WORK REQUIRED:
Rewrite the lines below as a numbered list, leaving out blank lines and the pictures.

ENTRIES SHOWN:
------------------------------------------------------------

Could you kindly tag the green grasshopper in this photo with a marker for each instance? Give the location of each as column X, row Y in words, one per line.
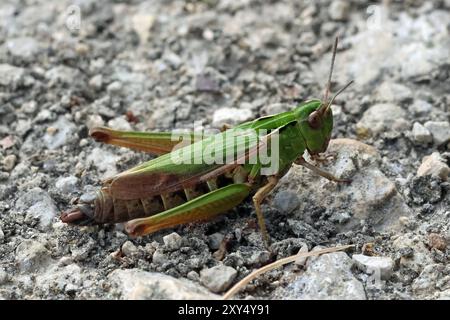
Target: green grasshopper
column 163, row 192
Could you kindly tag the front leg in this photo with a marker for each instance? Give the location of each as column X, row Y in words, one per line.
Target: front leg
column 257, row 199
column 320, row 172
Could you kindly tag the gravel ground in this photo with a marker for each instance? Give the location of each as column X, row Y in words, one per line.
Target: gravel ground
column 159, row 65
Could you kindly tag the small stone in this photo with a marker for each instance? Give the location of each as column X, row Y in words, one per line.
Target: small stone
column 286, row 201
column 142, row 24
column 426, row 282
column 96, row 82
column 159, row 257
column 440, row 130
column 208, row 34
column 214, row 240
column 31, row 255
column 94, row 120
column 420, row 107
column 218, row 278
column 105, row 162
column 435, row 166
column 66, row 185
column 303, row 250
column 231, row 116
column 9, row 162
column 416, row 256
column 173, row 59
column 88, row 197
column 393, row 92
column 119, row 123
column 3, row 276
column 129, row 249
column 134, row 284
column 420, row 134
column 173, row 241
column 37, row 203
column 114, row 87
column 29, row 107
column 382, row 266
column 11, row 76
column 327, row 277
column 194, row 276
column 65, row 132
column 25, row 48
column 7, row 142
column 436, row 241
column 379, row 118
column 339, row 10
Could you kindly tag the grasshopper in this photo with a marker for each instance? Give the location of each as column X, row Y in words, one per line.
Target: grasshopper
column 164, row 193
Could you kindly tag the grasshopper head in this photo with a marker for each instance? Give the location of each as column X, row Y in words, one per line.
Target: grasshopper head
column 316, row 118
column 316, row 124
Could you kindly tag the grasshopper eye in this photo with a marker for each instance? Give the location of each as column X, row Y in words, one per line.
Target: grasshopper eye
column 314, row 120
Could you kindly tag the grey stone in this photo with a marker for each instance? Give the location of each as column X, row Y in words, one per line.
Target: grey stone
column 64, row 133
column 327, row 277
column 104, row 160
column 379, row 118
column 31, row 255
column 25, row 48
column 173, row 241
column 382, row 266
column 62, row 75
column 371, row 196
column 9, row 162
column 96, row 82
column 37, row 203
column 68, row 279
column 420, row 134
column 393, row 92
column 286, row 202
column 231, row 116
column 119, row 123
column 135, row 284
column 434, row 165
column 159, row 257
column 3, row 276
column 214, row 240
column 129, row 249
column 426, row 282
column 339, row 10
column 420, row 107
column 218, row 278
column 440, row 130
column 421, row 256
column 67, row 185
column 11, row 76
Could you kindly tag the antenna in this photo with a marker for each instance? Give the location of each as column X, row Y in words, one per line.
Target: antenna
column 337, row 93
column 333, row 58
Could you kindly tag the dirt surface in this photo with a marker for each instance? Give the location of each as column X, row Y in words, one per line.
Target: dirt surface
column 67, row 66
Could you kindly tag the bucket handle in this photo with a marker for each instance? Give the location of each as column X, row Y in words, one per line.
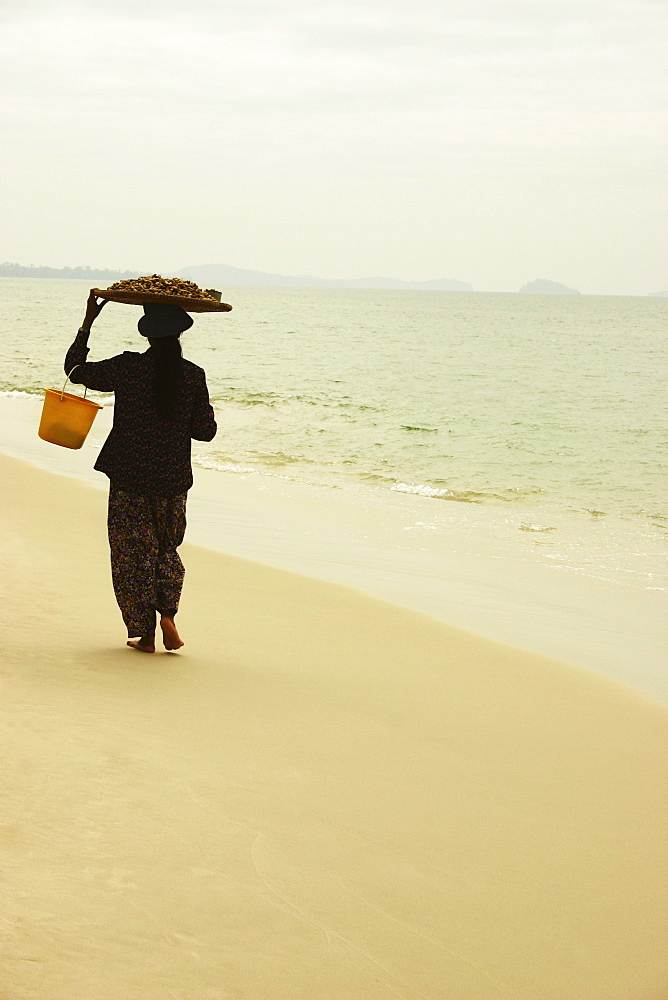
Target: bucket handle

------------------------------------------------------------

ANSWER TO THE EXERCISE:
1. Could you kindly tag the green grasshopper in this photo with a marker for each instance? Give the location of each as column X, row Y in words, one per line.
2. Target: green grasshopper
3. column 163, row 192
4. Could you kindly tag the front leg in this photo with a marker for each instance? Give the location of each as column X, row Y in words, one per line.
5. Target: front leg
6. column 257, row 199
7. column 320, row 172
8. Could you kindly tag the gravel ground in this photo with a marker for each instance? Give the location of each as column X, row Y in words, one per line.
9. Target: gravel ground
10. column 159, row 65
11. Could you kindly tag the small stone in this photo with a marker for each instance? Give the location of each as column X, row Y in words, one per line.
12. Target: small stone
13. column 286, row 201
14. column 142, row 24
15. column 426, row 282
16. column 96, row 82
17. column 159, row 257
18. column 440, row 130
19. column 208, row 34
20. column 214, row 240
21. column 31, row 255
22. column 94, row 120
23. column 420, row 107
24. column 218, row 278
25. column 105, row 162
26. column 435, row 166
27. column 66, row 185
28. column 303, row 250
29. column 231, row 116
30. column 9, row 162
31. column 416, row 256
32. column 173, row 59
33. column 88, row 197
34. column 393, row 92
35. column 119, row 123
36. column 3, row 276
37. column 129, row 249
38. column 134, row 284
39. column 420, row 134
40. column 173, row 241
41. column 37, row 203
42. column 114, row 87
43. column 29, row 107
44. column 382, row 266
45. column 11, row 76
46. column 327, row 277
47. column 194, row 276
48. column 65, row 132
49. column 25, row 48
50. column 7, row 142
51. column 436, row 241
52. column 379, row 118
53. column 339, row 10
54. Could you kindly tag the grasshopper in this photo with a marker for each instance? Give the location of each as column X, row Y in words, one per line.
55. Target: grasshopper
56. column 164, row 193
57. Could you kindly tag the grasshopper head in this photo with a marker for each instance? Give the location of each as column X, row Y in words, one per line.
58. Target: grasshopper head
59. column 316, row 118
60. column 316, row 124
61. Could you kindly tag the grasshopper eye in this photo with a marker for each instance? Give the location of each as column X, row Y in words, one per line.
62. Target: grasshopper eye
63. column 314, row 120
64. Could you kindly tag the grey stone in this photo with a marker for each instance? Give the location of each as column X, row Y in words, one per line.
65. Target: grey stone
66. column 64, row 133
67. column 327, row 277
68. column 104, row 160
69. column 379, row 118
70. column 31, row 255
71. column 25, row 48
72. column 173, row 241
73. column 382, row 266
74. column 62, row 75
75. column 371, row 196
76. column 9, row 162
77. column 96, row 82
78. column 37, row 203
79. column 68, row 279
80. column 420, row 134
81. column 393, row 92
82. column 286, row 202
83. column 231, row 116
84. column 119, row 123
85. column 135, row 284
86. column 434, row 165
87. column 159, row 257
88. column 3, row 276
89. column 214, row 240
90. column 129, row 249
91. column 426, row 282
92. column 339, row 10
93. column 420, row 107
94. column 218, row 278
95. column 440, row 130
96. column 421, row 256
97. column 67, row 185
98. column 11, row 76
99. Could you kindly tag the antenna in this photo with a marker for each instance? Give the location of each as column X, row Y in words, one per line.
100. Target: antenna
101. column 337, row 93
102. column 333, row 58
103. Could you kindly tag the dirt surface in this photo with a marker for each instance? Give the location of each as column X, row Y in words, one per line.
104. Target: dirt surface
105. column 67, row 66
106. Could you kindly tag the bucket handle in this photo with a marker for each instance? Give the location of each as column X, row Y in words, one per line.
107. Target: bucket handle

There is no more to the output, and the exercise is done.